In the records below, take the lines starting at the one that contains "every distant hillside" and ending at the one that contains "[18,133,51,143]", and rewrite only those lines with "Crowdworker instructions" changed to "Annotator instructions" and nothing else altered.
-------------------------
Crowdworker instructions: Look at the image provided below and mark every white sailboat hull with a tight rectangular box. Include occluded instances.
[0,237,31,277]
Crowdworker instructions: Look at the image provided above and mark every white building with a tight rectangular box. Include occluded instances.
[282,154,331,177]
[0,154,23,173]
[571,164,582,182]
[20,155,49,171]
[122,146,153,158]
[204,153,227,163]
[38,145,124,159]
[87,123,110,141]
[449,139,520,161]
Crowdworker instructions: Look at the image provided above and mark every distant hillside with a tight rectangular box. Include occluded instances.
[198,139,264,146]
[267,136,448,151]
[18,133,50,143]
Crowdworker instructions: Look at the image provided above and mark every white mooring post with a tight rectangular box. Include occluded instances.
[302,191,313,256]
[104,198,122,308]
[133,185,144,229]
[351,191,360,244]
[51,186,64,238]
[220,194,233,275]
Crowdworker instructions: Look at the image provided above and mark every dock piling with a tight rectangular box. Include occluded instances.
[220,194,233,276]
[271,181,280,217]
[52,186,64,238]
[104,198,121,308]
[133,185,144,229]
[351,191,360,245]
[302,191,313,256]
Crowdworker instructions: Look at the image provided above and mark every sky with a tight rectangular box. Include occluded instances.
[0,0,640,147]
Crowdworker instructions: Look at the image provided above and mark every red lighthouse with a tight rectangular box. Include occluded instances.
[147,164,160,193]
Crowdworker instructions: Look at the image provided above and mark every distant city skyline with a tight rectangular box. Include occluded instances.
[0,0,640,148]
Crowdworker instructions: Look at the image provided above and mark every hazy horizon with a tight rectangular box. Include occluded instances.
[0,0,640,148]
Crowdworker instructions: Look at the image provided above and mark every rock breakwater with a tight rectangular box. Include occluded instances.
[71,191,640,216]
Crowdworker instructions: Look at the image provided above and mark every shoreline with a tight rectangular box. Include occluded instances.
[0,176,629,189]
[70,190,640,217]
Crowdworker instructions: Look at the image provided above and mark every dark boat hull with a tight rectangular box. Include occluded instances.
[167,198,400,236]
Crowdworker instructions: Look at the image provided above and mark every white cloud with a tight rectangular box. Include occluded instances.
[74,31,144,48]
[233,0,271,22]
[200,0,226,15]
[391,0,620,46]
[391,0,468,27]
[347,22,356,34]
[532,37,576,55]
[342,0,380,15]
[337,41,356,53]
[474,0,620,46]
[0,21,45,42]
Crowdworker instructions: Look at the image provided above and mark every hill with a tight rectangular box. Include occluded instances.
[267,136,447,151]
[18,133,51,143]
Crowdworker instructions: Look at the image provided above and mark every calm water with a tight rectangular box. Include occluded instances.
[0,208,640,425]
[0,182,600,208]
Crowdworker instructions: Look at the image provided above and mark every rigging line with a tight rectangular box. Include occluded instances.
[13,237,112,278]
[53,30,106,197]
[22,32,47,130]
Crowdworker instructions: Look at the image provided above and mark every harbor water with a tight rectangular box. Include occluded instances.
-------------------------
__Written response__
Annotator instructions: Look at the image provided above and mark every distant hillside with a tight rectangular box. Include occluded instances.
[198,139,264,146]
[267,136,448,151]
[18,133,50,143]
Annotator instructions: Look at the image provided above and mark every white mooring post with a tight rectangular box. Include occluded instances.
[302,191,313,256]
[104,198,122,308]
[133,185,144,229]
[351,191,360,244]
[51,186,64,238]
[220,194,233,275]
Annotator instructions: Look at the image provided above and mark every dock piling with a tight rectangular box. Include occluded instances.
[220,194,233,276]
[271,181,280,217]
[52,186,64,238]
[104,198,121,308]
[133,185,144,229]
[351,191,360,245]
[302,191,313,256]
Annotator instructions: Look at the image provided above and mark every sky with a tight rectangular box. Include occluded instances.
[0,0,640,147]
Annotator instructions: Look at the image provided above and mark every red lighthouse with a tight rectangular box. Include occluded instances.
[147,164,160,193]
Annotator instructions: Look at the image provided above and mark every distant city skyline with a tight rectangular box. Include occluded instances.
[0,0,640,148]
Annotator instructions: Look at the image provided above and mark every hazy horizon with a tight rectangular box. Include occluded instances.
[0,0,640,148]
Annotator instructions: Look at the image provided above and mark every rock breakwater with a tight rectangular box. Include occluded instances.
[71,191,640,216]
Annotator instructions: Look at the image provided above and mark every shoreline with a tight rectangular box. Include occluded instances.
[0,176,629,189]
[70,190,640,217]
Annotator instructions: Look at the image provided above and mark every dark boat hull with a tight rectangular box. Include occluded instances.
[167,198,400,236]
Annotator instructions: Look at the image provided above and mark every white cloud with a tight rectangular box. Include occluded instances.
[74,31,144,48]
[233,0,271,22]
[200,0,226,15]
[391,0,620,46]
[391,0,468,27]
[347,22,356,34]
[532,37,576,55]
[342,0,380,15]
[337,41,356,53]
[474,0,620,46]
[0,21,45,42]
Annotator instructions: Look at the image provided above and mark every hill with a tight rectangular box. Include occluded instances.
[267,136,447,151]
[18,133,51,143]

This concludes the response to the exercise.